## Exercise instructions
Find "row of concrete" in the material below, then copy that line and every subsequent line to the end, exactly.

***

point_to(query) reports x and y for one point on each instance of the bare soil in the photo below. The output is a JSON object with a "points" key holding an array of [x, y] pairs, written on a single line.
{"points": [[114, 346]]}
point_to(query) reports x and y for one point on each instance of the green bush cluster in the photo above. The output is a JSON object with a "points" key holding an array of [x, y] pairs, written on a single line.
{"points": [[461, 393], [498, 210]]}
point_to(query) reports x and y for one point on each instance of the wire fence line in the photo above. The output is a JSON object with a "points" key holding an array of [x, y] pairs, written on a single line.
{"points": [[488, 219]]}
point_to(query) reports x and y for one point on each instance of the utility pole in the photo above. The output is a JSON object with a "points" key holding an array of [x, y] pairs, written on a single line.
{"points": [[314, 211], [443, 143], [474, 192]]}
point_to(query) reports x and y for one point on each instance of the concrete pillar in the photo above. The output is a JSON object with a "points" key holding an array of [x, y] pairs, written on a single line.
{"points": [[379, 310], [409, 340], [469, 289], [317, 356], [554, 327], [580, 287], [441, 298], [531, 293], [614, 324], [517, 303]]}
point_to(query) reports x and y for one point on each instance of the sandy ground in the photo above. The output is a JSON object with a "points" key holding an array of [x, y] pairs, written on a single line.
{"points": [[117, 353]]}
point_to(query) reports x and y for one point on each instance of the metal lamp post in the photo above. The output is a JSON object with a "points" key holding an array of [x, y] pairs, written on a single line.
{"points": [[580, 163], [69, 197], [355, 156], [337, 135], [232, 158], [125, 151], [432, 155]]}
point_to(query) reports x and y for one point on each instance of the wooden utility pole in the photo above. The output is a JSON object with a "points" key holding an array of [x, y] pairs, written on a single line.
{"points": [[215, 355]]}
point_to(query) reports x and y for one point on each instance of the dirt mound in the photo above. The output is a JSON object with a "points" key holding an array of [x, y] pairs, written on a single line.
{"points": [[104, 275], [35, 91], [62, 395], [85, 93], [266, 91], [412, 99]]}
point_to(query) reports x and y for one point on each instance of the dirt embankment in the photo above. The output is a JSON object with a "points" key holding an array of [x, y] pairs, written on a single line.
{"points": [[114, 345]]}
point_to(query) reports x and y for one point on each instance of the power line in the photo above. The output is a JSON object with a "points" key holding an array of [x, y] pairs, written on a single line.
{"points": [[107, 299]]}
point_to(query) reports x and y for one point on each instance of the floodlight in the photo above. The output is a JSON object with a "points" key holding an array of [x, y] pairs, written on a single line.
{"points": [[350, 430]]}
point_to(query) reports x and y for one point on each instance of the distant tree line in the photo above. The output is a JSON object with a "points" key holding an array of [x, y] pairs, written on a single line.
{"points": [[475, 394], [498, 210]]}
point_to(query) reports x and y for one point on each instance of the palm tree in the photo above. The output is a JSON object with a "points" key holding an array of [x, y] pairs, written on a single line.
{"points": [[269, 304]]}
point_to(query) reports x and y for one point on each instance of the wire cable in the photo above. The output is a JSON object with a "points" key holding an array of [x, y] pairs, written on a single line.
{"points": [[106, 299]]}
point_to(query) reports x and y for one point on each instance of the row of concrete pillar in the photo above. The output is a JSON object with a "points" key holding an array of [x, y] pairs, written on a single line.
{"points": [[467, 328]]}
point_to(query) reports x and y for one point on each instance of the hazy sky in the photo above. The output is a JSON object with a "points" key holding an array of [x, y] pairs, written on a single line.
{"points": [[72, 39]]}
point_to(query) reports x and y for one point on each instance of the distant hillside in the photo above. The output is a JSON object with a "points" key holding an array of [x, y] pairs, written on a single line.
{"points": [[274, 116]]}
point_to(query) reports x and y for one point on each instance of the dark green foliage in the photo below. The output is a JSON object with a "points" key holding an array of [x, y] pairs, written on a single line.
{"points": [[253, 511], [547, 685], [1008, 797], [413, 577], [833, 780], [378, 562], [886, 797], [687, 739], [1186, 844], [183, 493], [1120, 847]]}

***

## Output below
point_to(query) reports x and y for one point on each instance of the row of concrete pillar in the photo above. The output is a JSON object with a "points" key holding an array of [x, y] pairs, written on a single line.
{"points": [[467, 328]]}
point_to(query) reports x and y for one point on each instance of the hazy sky in the photo above. The output is a JSON object with a "points" key holding an array of [x, y] pairs, written on a single line.
{"points": [[72, 39]]}
point_to(query) reports x and y for one point on each instance of the distant hillside in the photo above. The output is a JSON object with a "points" key holding an array of [x, y] pairs, written on a single line.
{"points": [[274, 116]]}
point_to(query) reports x and y for one point on each instance of the dark green foliage in the photo below. The output is a JSON object with a "points" key holding an array of [x, y] pairs, written on a single line.
{"points": [[253, 511], [547, 685], [1008, 797], [413, 577], [833, 780], [378, 562], [886, 797], [687, 739], [1186, 844], [183, 493], [1120, 847]]}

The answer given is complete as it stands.